Write out, unchanged, the lines from the one holding "the dense rainforest" to the close of the listing. Both the first and last lines belong in it.

══ DATA SHOWN ══

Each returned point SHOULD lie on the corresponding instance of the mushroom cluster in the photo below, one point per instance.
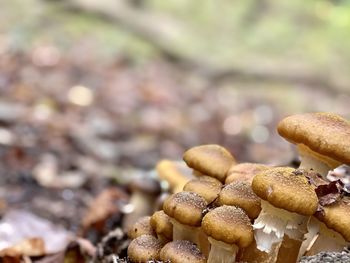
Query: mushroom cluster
(220, 211)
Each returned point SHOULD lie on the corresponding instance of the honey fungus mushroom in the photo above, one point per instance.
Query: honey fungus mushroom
(206, 186)
(144, 248)
(141, 227)
(244, 172)
(288, 201)
(211, 159)
(322, 139)
(241, 194)
(229, 229)
(334, 227)
(162, 225)
(185, 210)
(180, 251)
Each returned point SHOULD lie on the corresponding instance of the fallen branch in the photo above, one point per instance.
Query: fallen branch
(164, 35)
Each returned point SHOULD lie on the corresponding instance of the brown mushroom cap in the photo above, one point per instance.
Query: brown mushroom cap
(174, 173)
(144, 248)
(185, 207)
(211, 159)
(325, 133)
(244, 172)
(286, 188)
(337, 217)
(160, 222)
(206, 186)
(229, 224)
(145, 185)
(141, 227)
(180, 251)
(241, 194)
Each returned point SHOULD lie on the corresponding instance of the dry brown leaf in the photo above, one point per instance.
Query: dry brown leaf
(27, 247)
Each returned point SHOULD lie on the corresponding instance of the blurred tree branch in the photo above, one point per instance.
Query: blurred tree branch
(164, 33)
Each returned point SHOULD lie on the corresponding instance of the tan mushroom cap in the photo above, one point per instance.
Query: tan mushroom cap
(241, 194)
(172, 172)
(141, 227)
(244, 172)
(325, 133)
(180, 251)
(286, 188)
(144, 248)
(160, 222)
(337, 217)
(210, 159)
(185, 207)
(206, 186)
(229, 224)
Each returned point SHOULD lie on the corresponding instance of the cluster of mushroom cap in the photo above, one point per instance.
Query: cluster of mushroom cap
(225, 211)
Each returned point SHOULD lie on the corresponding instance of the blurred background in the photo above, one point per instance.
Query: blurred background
(93, 92)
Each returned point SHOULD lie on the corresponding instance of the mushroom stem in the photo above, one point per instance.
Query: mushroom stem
(327, 240)
(289, 250)
(309, 238)
(184, 232)
(273, 223)
(315, 161)
(253, 254)
(222, 252)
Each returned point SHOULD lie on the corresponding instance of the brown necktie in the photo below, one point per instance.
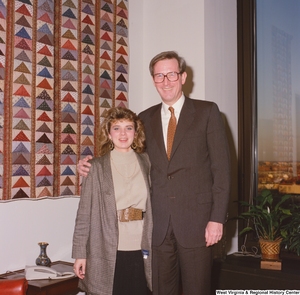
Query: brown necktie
(171, 132)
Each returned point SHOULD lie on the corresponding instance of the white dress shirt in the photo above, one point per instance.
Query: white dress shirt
(166, 114)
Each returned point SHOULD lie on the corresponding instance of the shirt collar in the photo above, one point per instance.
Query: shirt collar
(177, 105)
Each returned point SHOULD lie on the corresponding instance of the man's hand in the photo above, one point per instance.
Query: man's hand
(83, 166)
(79, 268)
(213, 233)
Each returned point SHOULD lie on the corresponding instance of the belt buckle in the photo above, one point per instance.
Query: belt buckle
(124, 216)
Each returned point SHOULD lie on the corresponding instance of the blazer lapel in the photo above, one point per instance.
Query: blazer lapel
(156, 127)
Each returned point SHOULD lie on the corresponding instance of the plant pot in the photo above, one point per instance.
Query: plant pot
(270, 249)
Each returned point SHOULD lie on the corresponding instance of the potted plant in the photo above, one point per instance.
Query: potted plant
(269, 216)
(291, 232)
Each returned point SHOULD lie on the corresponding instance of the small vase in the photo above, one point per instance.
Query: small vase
(43, 259)
(270, 250)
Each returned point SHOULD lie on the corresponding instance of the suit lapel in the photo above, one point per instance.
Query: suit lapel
(156, 127)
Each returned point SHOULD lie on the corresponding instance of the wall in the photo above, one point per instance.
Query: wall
(204, 32)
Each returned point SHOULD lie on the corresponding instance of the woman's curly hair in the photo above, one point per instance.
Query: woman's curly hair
(118, 114)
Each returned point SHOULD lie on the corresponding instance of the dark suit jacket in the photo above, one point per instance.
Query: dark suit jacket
(193, 187)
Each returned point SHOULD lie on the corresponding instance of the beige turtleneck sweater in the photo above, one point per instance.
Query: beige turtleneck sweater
(130, 191)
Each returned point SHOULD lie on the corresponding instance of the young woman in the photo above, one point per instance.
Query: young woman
(112, 236)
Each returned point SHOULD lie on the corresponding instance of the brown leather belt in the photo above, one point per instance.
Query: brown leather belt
(130, 214)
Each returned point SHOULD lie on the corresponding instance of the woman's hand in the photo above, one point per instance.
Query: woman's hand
(83, 166)
(79, 268)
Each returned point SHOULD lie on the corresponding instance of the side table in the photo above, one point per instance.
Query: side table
(68, 286)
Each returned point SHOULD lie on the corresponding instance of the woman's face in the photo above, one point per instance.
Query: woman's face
(122, 134)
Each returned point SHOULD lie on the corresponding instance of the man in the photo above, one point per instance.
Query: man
(190, 187)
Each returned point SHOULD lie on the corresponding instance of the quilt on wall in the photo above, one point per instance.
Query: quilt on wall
(63, 63)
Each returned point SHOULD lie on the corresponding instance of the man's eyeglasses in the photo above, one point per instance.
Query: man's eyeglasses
(171, 76)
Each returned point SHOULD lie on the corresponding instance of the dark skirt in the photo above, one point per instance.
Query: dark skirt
(129, 278)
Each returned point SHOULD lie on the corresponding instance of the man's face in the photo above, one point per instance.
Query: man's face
(169, 92)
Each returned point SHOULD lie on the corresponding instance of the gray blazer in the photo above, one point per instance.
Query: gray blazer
(96, 230)
(193, 187)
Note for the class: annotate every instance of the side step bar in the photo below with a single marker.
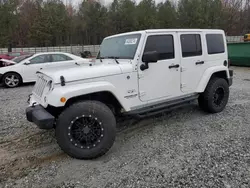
(163, 107)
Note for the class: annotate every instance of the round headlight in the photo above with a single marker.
(49, 85)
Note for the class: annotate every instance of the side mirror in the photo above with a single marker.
(149, 57)
(27, 63)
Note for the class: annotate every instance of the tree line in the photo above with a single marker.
(27, 23)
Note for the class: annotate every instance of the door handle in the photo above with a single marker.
(174, 66)
(199, 62)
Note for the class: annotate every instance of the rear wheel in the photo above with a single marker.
(12, 80)
(86, 130)
(215, 97)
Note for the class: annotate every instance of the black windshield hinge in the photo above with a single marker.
(62, 81)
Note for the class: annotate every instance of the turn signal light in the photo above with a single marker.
(63, 99)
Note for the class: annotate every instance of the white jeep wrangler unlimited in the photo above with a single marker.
(138, 73)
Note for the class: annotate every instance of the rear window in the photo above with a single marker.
(215, 43)
(191, 45)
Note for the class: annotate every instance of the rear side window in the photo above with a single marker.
(163, 44)
(215, 43)
(191, 45)
(60, 57)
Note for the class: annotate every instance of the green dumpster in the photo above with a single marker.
(239, 53)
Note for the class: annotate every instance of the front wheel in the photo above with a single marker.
(215, 97)
(86, 130)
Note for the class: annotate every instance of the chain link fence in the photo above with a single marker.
(77, 49)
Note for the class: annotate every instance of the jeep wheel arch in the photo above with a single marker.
(220, 72)
(105, 97)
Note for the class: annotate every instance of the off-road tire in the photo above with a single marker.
(17, 76)
(207, 98)
(96, 110)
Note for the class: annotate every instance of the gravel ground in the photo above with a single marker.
(184, 148)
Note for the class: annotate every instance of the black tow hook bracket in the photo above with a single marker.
(62, 81)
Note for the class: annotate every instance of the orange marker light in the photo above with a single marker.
(63, 99)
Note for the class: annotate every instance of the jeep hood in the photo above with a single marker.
(81, 72)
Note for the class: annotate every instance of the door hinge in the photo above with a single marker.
(142, 93)
(183, 69)
(183, 85)
(141, 75)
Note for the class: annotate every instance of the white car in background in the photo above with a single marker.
(23, 69)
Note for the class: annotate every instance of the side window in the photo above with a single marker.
(215, 43)
(39, 59)
(163, 44)
(191, 45)
(60, 57)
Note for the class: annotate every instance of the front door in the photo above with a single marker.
(162, 79)
(193, 62)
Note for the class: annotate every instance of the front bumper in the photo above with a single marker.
(230, 80)
(38, 115)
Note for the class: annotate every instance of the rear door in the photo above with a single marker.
(193, 62)
(162, 79)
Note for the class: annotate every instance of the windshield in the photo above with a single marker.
(121, 47)
(20, 58)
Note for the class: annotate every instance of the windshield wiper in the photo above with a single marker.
(113, 57)
(101, 58)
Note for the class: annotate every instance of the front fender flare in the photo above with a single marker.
(76, 90)
(207, 75)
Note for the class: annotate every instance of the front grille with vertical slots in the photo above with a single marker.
(40, 86)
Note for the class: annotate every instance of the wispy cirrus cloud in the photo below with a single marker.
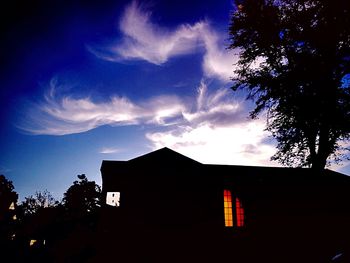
(109, 150)
(144, 40)
(212, 127)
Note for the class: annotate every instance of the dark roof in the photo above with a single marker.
(166, 157)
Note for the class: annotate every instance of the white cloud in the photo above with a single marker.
(108, 150)
(234, 144)
(211, 128)
(58, 115)
(217, 131)
(144, 40)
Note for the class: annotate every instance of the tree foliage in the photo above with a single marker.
(294, 61)
(82, 197)
(41, 199)
(7, 212)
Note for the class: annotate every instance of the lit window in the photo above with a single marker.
(228, 208)
(239, 213)
(32, 242)
(113, 198)
(12, 206)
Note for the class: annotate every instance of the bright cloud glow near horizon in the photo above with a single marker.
(117, 80)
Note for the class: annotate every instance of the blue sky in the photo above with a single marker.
(83, 82)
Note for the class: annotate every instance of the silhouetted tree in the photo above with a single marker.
(294, 61)
(8, 220)
(83, 197)
(41, 199)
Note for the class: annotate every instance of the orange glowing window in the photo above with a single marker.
(228, 208)
(239, 213)
(230, 211)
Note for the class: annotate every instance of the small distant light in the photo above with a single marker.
(12, 206)
(32, 242)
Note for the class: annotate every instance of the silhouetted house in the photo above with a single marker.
(166, 207)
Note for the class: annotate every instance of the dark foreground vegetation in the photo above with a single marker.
(42, 229)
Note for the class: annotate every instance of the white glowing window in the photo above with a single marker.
(12, 206)
(113, 198)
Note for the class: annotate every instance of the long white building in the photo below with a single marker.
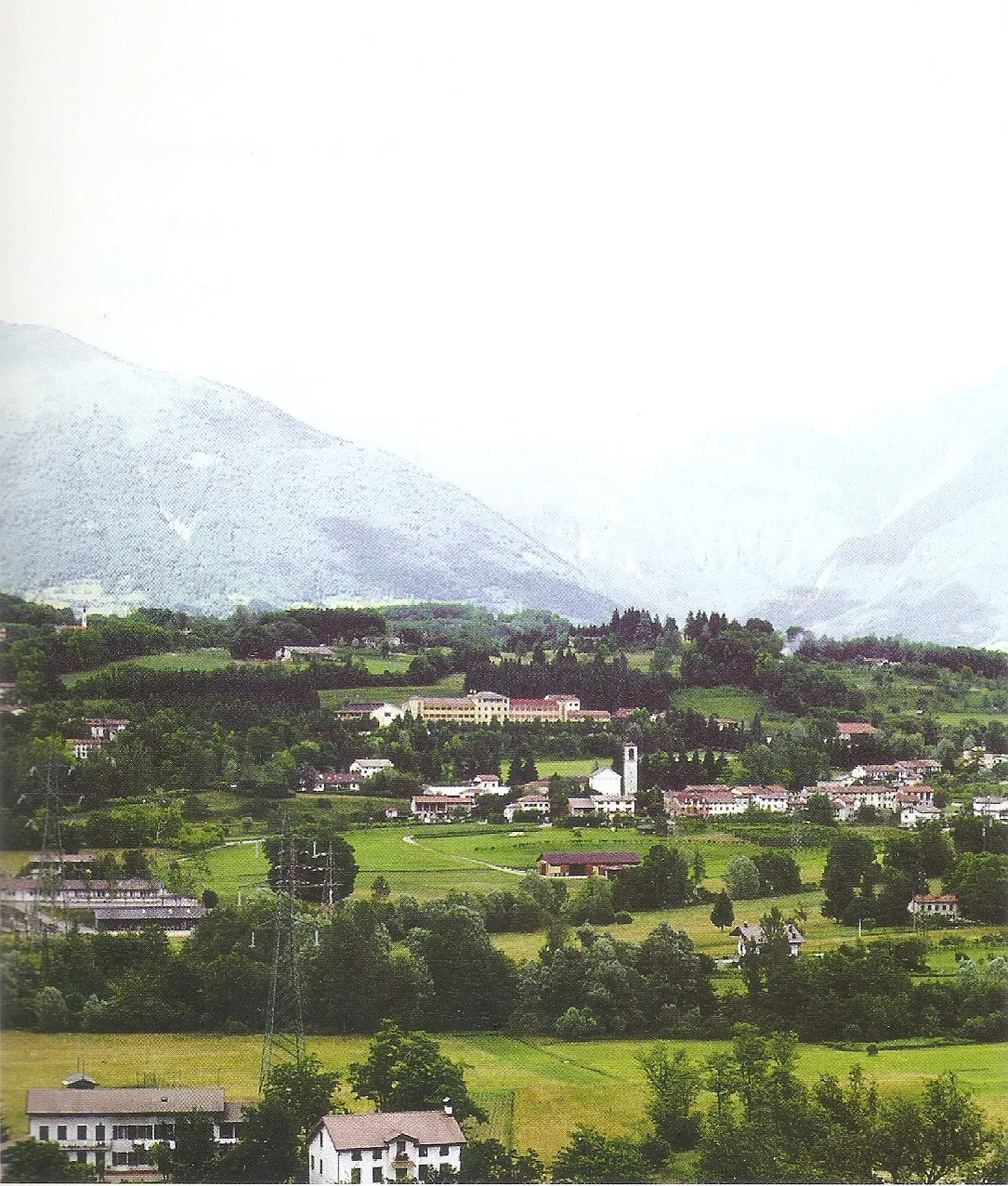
(114, 1128)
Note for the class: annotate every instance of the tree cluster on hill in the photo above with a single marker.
(599, 684)
(991, 665)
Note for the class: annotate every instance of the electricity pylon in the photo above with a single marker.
(50, 893)
(284, 1023)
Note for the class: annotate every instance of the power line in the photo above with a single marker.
(283, 1038)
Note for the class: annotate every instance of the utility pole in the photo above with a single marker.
(284, 1025)
(50, 896)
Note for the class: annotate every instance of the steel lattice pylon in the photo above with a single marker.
(50, 896)
(284, 1023)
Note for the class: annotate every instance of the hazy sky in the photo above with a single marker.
(492, 228)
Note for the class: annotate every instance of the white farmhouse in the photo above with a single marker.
(605, 781)
(537, 803)
(115, 1128)
(385, 1147)
(990, 807)
(368, 766)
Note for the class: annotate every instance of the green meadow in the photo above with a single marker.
(553, 1084)
(736, 703)
(569, 768)
(451, 686)
(209, 658)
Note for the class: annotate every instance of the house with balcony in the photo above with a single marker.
(935, 905)
(115, 1128)
(532, 803)
(584, 864)
(441, 808)
(385, 1147)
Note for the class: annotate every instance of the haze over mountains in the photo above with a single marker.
(124, 486)
(897, 524)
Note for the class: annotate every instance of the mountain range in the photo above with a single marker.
(896, 524)
(124, 486)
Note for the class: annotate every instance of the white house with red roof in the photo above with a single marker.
(107, 727)
(935, 905)
(83, 747)
(441, 808)
(605, 781)
(489, 784)
(536, 803)
(334, 782)
(385, 1147)
(848, 730)
(875, 773)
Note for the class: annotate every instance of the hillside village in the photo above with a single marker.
(732, 824)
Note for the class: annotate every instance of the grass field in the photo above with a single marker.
(451, 686)
(12, 862)
(208, 658)
(734, 703)
(553, 1084)
(569, 766)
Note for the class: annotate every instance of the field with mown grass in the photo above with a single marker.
(739, 704)
(451, 686)
(553, 1084)
(12, 860)
(208, 658)
(569, 768)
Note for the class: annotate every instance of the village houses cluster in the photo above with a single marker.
(115, 1130)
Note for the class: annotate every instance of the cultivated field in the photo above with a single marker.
(451, 686)
(554, 1084)
(208, 658)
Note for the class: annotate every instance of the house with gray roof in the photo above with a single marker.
(385, 1147)
(115, 1128)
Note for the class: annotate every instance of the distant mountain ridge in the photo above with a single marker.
(124, 485)
(899, 524)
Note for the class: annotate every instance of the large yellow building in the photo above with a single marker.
(476, 708)
(483, 707)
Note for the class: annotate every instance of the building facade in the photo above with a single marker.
(385, 1147)
(115, 1128)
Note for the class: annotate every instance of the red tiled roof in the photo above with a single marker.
(616, 858)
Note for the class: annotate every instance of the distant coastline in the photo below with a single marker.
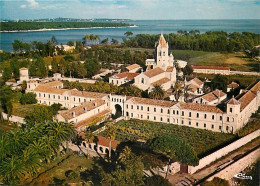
(55, 29)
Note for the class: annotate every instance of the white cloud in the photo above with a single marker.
(23, 6)
(31, 4)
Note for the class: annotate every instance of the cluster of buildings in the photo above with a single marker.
(202, 112)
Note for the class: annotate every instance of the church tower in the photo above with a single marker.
(162, 57)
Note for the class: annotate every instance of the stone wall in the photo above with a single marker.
(13, 118)
(224, 151)
(238, 166)
(244, 73)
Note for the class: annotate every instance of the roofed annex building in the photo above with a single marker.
(84, 106)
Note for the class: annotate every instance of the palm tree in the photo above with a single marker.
(85, 39)
(157, 92)
(177, 90)
(89, 138)
(110, 135)
(11, 170)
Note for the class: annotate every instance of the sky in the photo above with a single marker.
(130, 9)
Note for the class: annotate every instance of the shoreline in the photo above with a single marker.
(56, 29)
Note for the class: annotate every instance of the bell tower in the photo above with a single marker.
(162, 57)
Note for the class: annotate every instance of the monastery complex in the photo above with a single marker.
(201, 112)
(83, 105)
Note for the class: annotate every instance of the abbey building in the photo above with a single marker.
(159, 71)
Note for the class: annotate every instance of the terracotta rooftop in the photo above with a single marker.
(86, 94)
(211, 96)
(200, 107)
(48, 89)
(127, 75)
(197, 81)
(23, 68)
(169, 69)
(86, 121)
(246, 99)
(193, 87)
(233, 85)
(161, 81)
(210, 67)
(162, 41)
(256, 87)
(154, 102)
(149, 67)
(53, 83)
(153, 72)
(81, 109)
(233, 101)
(133, 66)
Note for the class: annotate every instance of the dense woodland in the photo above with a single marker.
(213, 41)
(11, 26)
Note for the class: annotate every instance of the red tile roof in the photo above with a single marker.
(161, 81)
(233, 85)
(162, 41)
(233, 101)
(169, 69)
(105, 142)
(48, 89)
(200, 107)
(127, 75)
(197, 81)
(211, 67)
(53, 83)
(153, 72)
(81, 109)
(154, 102)
(246, 99)
(75, 92)
(211, 96)
(133, 66)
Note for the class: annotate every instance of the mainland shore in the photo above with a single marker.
(54, 29)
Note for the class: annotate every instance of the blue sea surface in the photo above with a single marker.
(142, 27)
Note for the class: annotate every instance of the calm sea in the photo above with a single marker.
(143, 26)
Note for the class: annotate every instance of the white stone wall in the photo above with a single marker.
(13, 118)
(174, 115)
(224, 151)
(117, 81)
(89, 113)
(238, 166)
(211, 71)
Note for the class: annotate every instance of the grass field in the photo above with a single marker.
(236, 61)
(54, 173)
(243, 80)
(23, 110)
(203, 141)
(58, 58)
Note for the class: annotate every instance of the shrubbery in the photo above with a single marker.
(249, 128)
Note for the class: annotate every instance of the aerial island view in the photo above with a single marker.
(130, 92)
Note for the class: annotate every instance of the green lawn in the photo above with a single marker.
(23, 110)
(243, 80)
(54, 173)
(203, 141)
(236, 61)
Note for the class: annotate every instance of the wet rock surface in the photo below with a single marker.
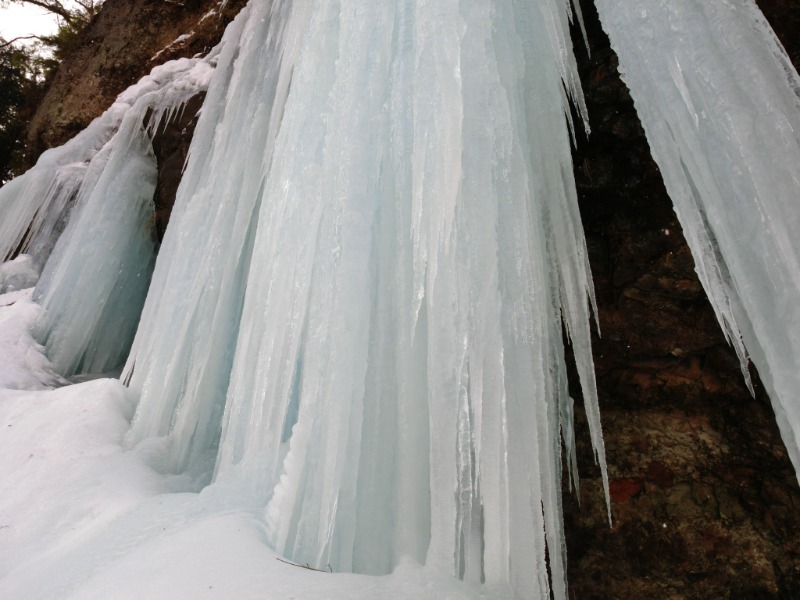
(704, 499)
(121, 45)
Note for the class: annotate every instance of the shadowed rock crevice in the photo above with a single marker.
(705, 500)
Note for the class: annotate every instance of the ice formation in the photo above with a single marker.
(98, 190)
(362, 286)
(354, 326)
(720, 104)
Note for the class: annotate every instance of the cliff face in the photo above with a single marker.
(121, 45)
(704, 499)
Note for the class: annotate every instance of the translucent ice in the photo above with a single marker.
(356, 312)
(720, 103)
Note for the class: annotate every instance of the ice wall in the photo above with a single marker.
(720, 104)
(356, 312)
(94, 284)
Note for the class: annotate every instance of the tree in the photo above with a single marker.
(21, 82)
(73, 17)
(75, 13)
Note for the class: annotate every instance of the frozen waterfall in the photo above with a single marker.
(363, 281)
(354, 324)
(720, 103)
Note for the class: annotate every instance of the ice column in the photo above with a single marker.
(357, 309)
(94, 283)
(181, 358)
(720, 103)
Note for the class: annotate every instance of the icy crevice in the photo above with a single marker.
(718, 99)
(85, 214)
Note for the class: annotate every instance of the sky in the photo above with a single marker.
(20, 20)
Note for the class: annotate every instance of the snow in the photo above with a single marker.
(351, 351)
(101, 522)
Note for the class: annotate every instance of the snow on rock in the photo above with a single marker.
(18, 274)
(23, 365)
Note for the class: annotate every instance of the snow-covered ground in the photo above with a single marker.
(83, 518)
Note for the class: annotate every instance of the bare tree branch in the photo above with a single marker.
(5, 44)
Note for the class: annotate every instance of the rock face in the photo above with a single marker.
(122, 44)
(705, 502)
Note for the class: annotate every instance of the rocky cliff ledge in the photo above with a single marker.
(704, 499)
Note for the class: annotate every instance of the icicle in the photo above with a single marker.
(718, 99)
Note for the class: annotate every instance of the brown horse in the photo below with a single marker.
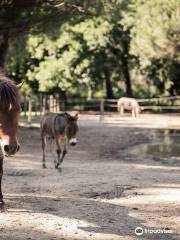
(9, 115)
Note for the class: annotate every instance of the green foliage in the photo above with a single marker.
(104, 50)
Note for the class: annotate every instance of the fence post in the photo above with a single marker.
(101, 109)
(29, 112)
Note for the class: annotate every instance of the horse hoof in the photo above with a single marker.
(56, 166)
(44, 166)
(2, 204)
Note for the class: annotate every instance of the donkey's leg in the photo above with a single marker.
(133, 112)
(64, 143)
(43, 139)
(1, 174)
(58, 153)
(121, 110)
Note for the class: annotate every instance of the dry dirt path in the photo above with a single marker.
(100, 193)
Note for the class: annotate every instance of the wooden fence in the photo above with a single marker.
(36, 105)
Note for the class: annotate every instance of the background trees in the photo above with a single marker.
(94, 48)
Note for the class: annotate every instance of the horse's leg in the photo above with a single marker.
(133, 111)
(64, 143)
(121, 110)
(58, 153)
(1, 174)
(43, 139)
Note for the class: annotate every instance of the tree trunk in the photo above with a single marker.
(109, 90)
(4, 45)
(127, 77)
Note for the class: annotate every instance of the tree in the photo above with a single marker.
(33, 16)
(155, 41)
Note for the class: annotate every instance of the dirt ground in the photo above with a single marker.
(100, 193)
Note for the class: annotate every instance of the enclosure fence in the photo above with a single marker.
(34, 106)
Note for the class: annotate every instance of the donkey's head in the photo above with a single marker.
(72, 128)
(9, 116)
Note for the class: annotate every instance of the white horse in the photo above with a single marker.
(130, 104)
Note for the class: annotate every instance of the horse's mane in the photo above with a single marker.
(8, 92)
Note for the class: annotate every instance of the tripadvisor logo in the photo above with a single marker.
(139, 231)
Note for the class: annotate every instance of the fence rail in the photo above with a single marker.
(36, 105)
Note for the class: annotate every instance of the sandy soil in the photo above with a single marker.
(98, 194)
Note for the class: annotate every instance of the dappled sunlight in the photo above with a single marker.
(155, 167)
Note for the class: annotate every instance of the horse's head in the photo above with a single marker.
(9, 116)
(72, 128)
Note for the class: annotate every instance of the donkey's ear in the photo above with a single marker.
(19, 86)
(76, 116)
(67, 115)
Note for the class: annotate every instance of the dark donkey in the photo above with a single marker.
(9, 115)
(62, 127)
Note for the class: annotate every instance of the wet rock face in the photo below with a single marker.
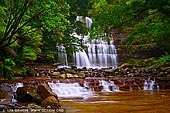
(50, 102)
(28, 94)
(45, 92)
(41, 95)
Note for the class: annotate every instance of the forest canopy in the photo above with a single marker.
(33, 28)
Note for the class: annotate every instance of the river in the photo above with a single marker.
(151, 101)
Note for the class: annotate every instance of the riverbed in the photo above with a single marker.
(151, 101)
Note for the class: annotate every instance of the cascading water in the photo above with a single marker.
(150, 84)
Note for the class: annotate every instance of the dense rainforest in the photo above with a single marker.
(32, 29)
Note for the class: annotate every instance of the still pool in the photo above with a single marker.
(154, 101)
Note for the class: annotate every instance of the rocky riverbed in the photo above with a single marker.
(36, 93)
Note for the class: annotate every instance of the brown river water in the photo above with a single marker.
(152, 101)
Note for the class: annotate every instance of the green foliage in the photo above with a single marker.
(162, 61)
(26, 25)
(147, 22)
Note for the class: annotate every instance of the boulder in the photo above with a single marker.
(56, 73)
(45, 91)
(126, 65)
(51, 102)
(28, 94)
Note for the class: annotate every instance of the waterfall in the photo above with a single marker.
(68, 90)
(98, 54)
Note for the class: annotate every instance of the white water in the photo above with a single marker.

═══

- EXERCISE RESULT:
Note for the class: annotate every instance of the dense rainforest in the photo above with a single marker.
(32, 29)
Note for the class: annotate every instance of the still pool in the photo above with a single marker.
(154, 101)
Note for the class: annotate every instance of the rocky riverbed in the photo above with a single marker.
(36, 93)
Note for the class: annotate every instance of the brown river water in the photo above with a single marker.
(152, 101)
Note for the class: annotate every instance of the green foliage in the photo above with a single marker.
(162, 61)
(26, 25)
(147, 22)
Note for the class: annotate every instance of the boulder in the photo above with a single marker.
(56, 73)
(45, 91)
(126, 65)
(51, 102)
(28, 94)
Note for the class: annotate every instance of the waterfall in the photo above with a single marker.
(68, 90)
(98, 54)
Note for the class: annotate every instance of the white water in the photo above with a single marker.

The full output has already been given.